Definição e artigo científico ilustrativo
Introdução
As doenças gastrointestinais crônicas em cães e gatos podem assumir diferentes formas e mecanismos. Entre elas sobressaem duas entidades que frequentemente geram confusão: a síndrome do intestino irritável (SII, ou IBS – irritable bowel syndrome) e a doença inflamatória intestinal (DII, ou IBD – inflammatory bowel disease). Embora os sinais clínicos possam se sobrepor como diarreia, vômito, dor abdominal ou alterações do apetite os mecanismos, a gravidade, o diagnóstico e o tratamento diferem significativamente. É importante para clínicos conhecerem essas diferenças, a fim de orientar melhor o diagnóstico, a terapia e o prognóstico.
A SII ou “IBS-like” em animais de companhia refere-se a uma condição funcional em que há sinais gastrointestinais crônicos (geralmente diarreia, possivelmente constipação, gases) sem evidência de lesão inflamatória significativa ou alteração estrutural detectável na mucosa intestinal.
Etiopatogenia
Em SII, o mecanismo principal parece estar ligado a distúrbios da motilidade intestinal os intestinos contraem-se de forma irregular, muito rápida ou muito lenta, comprometendo a passagem de conteúdo.

LISTAGEM DE DADOS:
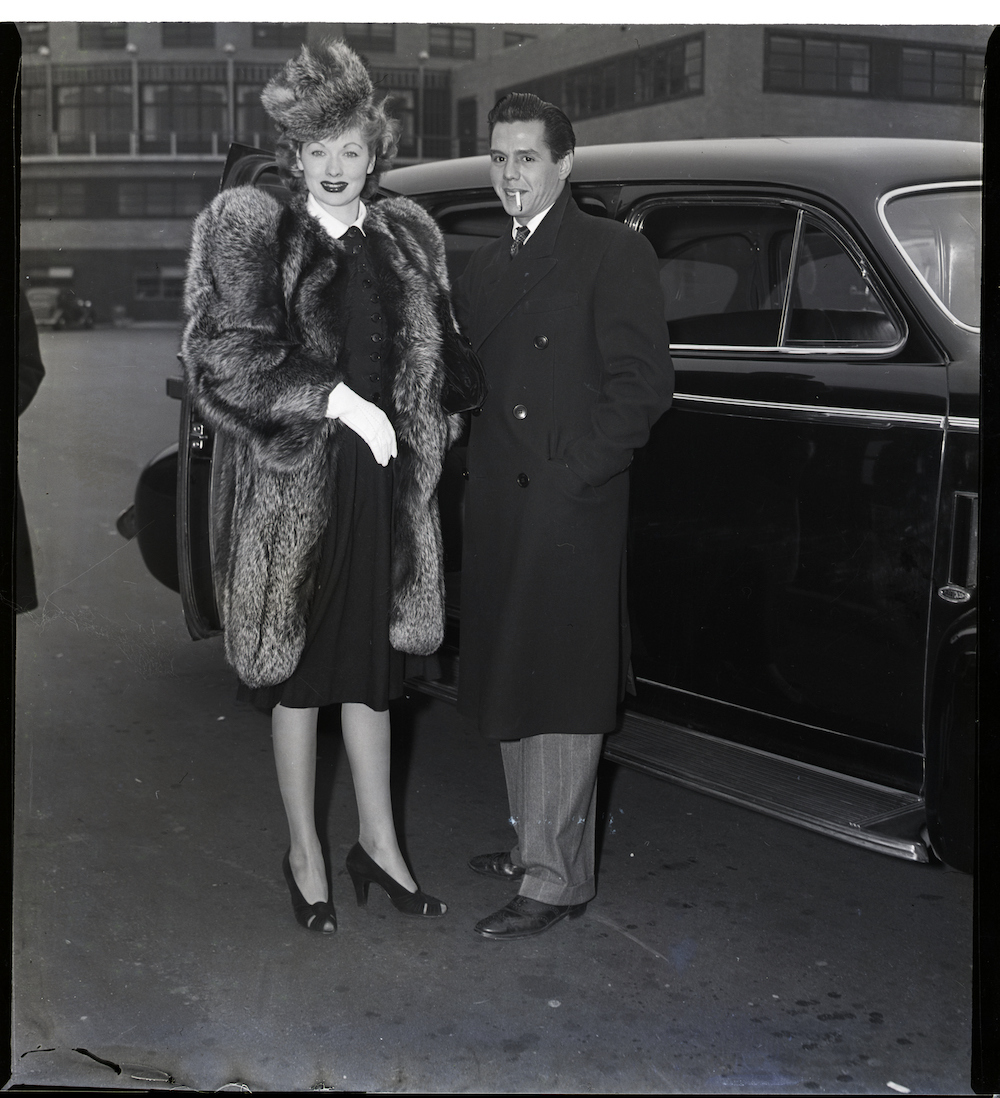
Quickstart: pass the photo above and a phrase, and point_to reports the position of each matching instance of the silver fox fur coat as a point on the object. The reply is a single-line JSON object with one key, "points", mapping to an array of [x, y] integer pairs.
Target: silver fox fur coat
{"points": [[266, 325]]}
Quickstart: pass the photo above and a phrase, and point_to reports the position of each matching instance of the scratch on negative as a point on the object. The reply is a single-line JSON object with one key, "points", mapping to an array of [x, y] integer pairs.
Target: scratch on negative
{"points": [[631, 938]]}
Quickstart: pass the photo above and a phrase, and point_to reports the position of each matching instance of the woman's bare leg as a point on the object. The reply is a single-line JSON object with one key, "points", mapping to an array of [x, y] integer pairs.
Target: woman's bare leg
{"points": [[293, 732], [367, 739]]}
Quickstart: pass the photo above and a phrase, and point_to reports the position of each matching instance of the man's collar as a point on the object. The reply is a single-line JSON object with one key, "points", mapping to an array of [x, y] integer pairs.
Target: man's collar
{"points": [[333, 225], [531, 223]]}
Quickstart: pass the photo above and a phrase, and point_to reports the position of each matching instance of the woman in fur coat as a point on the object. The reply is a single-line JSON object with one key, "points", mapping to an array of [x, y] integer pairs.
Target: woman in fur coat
{"points": [[313, 347]]}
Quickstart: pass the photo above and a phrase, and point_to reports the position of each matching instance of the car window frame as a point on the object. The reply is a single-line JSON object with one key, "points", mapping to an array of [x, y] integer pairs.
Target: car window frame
{"points": [[923, 188], [636, 219]]}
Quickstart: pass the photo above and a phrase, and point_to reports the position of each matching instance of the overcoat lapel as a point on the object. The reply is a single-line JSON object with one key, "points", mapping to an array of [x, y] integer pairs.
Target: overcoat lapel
{"points": [[506, 281]]}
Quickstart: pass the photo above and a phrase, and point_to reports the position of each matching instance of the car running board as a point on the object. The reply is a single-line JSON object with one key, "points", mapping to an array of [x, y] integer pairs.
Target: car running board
{"points": [[850, 809]]}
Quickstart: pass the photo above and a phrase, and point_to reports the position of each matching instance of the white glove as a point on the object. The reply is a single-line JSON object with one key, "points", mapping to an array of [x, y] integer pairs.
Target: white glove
{"points": [[366, 419]]}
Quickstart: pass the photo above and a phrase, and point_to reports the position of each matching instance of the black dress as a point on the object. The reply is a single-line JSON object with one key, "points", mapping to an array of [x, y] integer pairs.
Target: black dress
{"points": [[347, 654]]}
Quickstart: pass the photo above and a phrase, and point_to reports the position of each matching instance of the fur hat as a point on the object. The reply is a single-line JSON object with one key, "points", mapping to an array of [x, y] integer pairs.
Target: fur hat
{"points": [[318, 93]]}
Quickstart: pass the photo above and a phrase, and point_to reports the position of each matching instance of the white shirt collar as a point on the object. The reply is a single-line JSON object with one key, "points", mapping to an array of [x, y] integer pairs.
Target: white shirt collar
{"points": [[530, 224], [333, 225]]}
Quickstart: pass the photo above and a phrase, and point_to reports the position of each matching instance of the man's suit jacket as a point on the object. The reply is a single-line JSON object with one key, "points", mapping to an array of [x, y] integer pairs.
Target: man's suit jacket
{"points": [[572, 336]]}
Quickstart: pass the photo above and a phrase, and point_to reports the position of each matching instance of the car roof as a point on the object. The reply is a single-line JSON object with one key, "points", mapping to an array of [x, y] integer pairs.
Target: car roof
{"points": [[876, 164]]}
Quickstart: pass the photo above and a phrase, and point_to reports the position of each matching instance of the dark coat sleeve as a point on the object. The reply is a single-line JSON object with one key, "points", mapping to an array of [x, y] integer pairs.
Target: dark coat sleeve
{"points": [[250, 371], [638, 376], [30, 369]]}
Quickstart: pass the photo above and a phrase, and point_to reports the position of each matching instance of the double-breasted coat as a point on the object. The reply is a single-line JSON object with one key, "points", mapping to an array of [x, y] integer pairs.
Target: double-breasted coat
{"points": [[574, 344]]}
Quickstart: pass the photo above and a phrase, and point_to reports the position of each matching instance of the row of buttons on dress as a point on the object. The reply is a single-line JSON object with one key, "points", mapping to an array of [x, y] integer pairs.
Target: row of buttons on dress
{"points": [[377, 337]]}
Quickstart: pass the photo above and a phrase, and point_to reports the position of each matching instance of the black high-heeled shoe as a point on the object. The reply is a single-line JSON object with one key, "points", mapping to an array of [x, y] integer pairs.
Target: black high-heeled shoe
{"points": [[363, 872], [319, 917]]}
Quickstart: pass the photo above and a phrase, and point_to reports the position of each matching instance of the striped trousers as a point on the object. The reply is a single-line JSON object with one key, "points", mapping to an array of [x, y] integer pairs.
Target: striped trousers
{"points": [[552, 793]]}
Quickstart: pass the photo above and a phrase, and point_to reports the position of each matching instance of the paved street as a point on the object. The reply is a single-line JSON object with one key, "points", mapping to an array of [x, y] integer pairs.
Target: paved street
{"points": [[154, 940]]}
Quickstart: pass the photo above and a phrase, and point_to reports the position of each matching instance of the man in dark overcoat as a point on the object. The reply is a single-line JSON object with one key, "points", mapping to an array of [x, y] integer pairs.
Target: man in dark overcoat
{"points": [[566, 315]]}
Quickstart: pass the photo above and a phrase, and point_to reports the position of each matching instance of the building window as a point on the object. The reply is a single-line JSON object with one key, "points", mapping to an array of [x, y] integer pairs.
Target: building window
{"points": [[279, 35], [102, 35], [467, 118], [159, 283], [823, 66], [374, 37], [160, 198], [447, 41], [877, 68], [182, 35], [43, 198], [952, 76], [188, 109], [93, 108], [653, 75], [34, 120], [32, 36]]}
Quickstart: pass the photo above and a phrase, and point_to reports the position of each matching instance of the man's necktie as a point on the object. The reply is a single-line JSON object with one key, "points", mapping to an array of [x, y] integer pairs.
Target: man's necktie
{"points": [[519, 237]]}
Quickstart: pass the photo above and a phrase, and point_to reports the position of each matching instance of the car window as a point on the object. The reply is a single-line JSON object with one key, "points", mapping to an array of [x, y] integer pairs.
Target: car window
{"points": [[940, 232], [725, 272]]}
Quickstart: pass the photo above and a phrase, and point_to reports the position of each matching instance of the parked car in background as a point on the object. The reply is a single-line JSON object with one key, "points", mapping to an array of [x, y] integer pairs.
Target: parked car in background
{"points": [[802, 548], [59, 307]]}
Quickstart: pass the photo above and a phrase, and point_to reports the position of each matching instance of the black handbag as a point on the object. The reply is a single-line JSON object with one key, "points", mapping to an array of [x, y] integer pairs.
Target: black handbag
{"points": [[464, 388]]}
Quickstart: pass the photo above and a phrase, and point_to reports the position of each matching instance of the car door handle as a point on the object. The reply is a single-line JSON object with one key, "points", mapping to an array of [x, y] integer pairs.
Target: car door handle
{"points": [[964, 562]]}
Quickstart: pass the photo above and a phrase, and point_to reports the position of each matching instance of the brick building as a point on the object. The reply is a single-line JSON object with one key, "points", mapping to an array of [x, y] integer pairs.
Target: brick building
{"points": [[125, 125]]}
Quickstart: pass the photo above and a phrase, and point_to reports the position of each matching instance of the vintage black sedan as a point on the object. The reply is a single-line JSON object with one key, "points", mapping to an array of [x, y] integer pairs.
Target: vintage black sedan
{"points": [[802, 550]]}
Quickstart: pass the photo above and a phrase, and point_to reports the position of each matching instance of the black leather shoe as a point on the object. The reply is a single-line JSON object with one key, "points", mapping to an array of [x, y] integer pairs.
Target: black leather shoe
{"points": [[524, 917], [496, 865]]}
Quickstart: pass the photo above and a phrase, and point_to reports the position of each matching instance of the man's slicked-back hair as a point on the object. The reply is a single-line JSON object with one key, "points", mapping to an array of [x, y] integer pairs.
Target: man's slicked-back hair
{"points": [[524, 107]]}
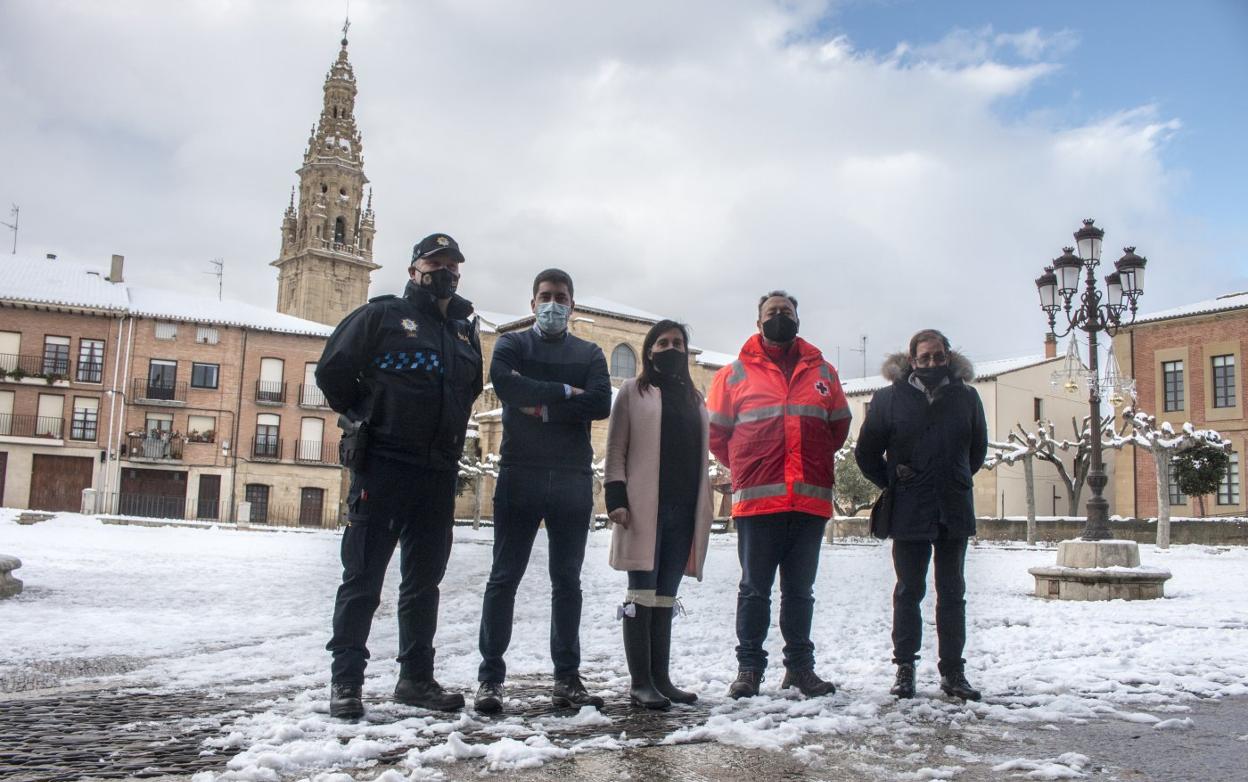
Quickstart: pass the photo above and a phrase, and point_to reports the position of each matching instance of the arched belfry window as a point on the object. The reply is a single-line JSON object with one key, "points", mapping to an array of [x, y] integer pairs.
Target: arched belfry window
{"points": [[623, 362]]}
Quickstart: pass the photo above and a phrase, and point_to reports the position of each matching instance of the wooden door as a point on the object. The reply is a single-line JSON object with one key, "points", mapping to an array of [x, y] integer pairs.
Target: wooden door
{"points": [[56, 483], [209, 505], [311, 506]]}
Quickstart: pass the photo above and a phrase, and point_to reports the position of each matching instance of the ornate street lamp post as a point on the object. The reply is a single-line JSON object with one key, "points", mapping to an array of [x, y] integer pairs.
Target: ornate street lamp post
{"points": [[1092, 313]]}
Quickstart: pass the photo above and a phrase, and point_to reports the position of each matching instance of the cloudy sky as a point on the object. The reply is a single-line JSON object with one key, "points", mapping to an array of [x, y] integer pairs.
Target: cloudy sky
{"points": [[895, 164]]}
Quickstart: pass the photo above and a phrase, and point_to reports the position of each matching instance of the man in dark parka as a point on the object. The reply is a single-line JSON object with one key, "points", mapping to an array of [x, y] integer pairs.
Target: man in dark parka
{"points": [[924, 438]]}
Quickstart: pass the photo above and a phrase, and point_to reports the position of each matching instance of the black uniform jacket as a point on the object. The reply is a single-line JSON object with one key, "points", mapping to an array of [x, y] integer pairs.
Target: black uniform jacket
{"points": [[944, 442], [407, 371]]}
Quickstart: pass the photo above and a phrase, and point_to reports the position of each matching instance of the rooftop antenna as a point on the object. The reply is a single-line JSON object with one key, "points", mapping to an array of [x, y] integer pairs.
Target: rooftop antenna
{"points": [[219, 271], [862, 351], [15, 211]]}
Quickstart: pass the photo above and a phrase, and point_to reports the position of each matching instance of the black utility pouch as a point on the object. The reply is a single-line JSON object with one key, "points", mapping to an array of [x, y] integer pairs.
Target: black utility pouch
{"points": [[353, 447]]}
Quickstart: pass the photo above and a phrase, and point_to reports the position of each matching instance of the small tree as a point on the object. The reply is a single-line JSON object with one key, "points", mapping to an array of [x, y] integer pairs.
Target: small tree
{"points": [[853, 492], [1199, 469], [1162, 442]]}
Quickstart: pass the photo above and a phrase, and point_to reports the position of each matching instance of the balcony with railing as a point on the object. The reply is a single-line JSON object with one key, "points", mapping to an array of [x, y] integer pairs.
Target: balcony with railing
{"points": [[157, 445], [316, 452], [270, 392], [265, 448], [312, 397], [157, 392], [31, 427], [50, 368]]}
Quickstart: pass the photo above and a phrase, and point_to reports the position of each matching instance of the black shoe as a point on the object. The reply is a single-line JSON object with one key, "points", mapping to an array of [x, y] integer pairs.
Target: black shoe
{"points": [[637, 651], [746, 685], [904, 685], [489, 697], [954, 684], [346, 701], [569, 692], [427, 695], [809, 682], [660, 657]]}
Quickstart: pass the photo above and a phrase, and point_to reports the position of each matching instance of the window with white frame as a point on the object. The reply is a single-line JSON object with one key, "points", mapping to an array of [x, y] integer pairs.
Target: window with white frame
{"points": [[1223, 381], [86, 413], [1228, 492]]}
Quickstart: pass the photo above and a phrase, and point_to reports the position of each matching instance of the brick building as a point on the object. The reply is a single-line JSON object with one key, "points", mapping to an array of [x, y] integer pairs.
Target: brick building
{"points": [[1188, 367], [167, 404]]}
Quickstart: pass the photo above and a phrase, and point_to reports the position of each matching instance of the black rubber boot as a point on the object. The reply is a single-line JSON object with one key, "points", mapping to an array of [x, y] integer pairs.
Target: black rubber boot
{"points": [[346, 701], [904, 685], [427, 695], [637, 651], [954, 684], [660, 656]]}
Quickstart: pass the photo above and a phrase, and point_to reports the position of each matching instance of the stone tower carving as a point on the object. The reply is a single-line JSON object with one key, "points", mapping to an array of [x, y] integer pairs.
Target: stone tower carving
{"points": [[327, 232]]}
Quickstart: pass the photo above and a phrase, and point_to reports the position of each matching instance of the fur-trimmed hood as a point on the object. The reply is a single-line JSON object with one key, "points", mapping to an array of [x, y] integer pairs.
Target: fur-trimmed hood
{"points": [[896, 367]]}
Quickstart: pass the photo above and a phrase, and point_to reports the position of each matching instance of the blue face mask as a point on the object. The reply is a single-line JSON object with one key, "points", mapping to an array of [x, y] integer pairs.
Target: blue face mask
{"points": [[553, 317]]}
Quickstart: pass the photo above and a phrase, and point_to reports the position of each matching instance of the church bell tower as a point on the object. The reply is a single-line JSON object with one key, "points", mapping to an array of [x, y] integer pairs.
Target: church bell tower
{"points": [[326, 261]]}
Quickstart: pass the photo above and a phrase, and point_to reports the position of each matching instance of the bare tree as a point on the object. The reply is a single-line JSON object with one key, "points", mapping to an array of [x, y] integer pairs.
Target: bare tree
{"points": [[1162, 442]]}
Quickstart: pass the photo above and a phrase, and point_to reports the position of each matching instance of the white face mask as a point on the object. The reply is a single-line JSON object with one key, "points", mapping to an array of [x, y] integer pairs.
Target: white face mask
{"points": [[553, 317]]}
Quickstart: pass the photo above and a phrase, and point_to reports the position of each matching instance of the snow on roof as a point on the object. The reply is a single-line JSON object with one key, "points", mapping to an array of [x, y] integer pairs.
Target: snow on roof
{"points": [[69, 284], [56, 282], [1228, 301], [984, 371], [710, 358]]}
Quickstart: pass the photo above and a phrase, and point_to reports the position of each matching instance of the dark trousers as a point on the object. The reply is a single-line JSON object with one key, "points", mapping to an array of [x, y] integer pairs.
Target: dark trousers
{"points": [[910, 560], [789, 541], [673, 538], [390, 504], [523, 497]]}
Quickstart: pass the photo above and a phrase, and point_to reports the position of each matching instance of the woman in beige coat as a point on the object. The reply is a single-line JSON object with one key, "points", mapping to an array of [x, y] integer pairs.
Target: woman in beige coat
{"points": [[658, 499]]}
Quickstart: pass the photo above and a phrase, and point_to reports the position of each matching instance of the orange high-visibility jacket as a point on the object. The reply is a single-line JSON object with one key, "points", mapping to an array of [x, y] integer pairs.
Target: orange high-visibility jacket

TAREFAS:
a - Responda a estas perguntas com base no texto sobre doenças intestinais em cães e gatos:
(i) Quais são as duas entidades que, segundo a introdução, frequentemente geram confusão?
(ii) Como é classificada a SII em animais de companhia?
(iii) A que parece estar ligado o mecanismo principal da SII?
b - Prossiga, por favor, com o texto sobre doenças intestinais em cães e gatos a partir do ponto em que ele termina.

RESPOSTAS:
a -
(i) A síndrome do intestino irritável (SII) e a doença inflamatória intestinal (DII).
(ii) Como uma condição funcional, com sinais gastrointestinais crônicos sem evidência de lesão inflamatória significativa ou alteração estrutural detectável na mucosa intestinal.
(iii) A distúrbios da motilidade intestinal.

b -
Fatores desencadeantes incluem: intolerâncias alimentares, estresse ou ansiedade, alterações funcionais da mucosa sem evidência de inflamação evidente.
Ao contrário da DII, não se observa (ou então em grau mínimo) infiltração inflamatória significativa ou dano estrutural crônico que caracterize a mucosa intestinal. Por isso, é considerada um “diagnóstico de exclusão”.
Em gatos, o conceito de SII é ainda mais controverso: não há consenso se a SII “verdadeira” existe felinos ou se muitos casos que se classificam assim são, de fato, formas leves de enteropatia ou IBD.
Sinais clínicos e diagnóstico
Pode apresentar diarreia (geralmente grande-intestino ou mistura), por vezes constipação, gases, cólicas ou desconforto abdominal.
O diagnóstico exige a exclusão de causas orgânicas: exames de sangue, imagem abdominal, pesquisa de parasitas, cultura de fezes, às vezes biopsia intestinal para descartar inflamação.
Histologicamente, espera-se ausência de lesão inflamatória ou mínima; portanto, se houver infiltração linfoplasmocitária significativa, a hipótese de IBD torna-se mais provável.
Resposta ao tratamento com dieta de fibra, manejo de estresse, probióticos pode ser rápida.
Importância clínica e tratamento
Embora possam ocorrer episódios, muitas vezes a SII tem prognóstico mais favorável do que a DII.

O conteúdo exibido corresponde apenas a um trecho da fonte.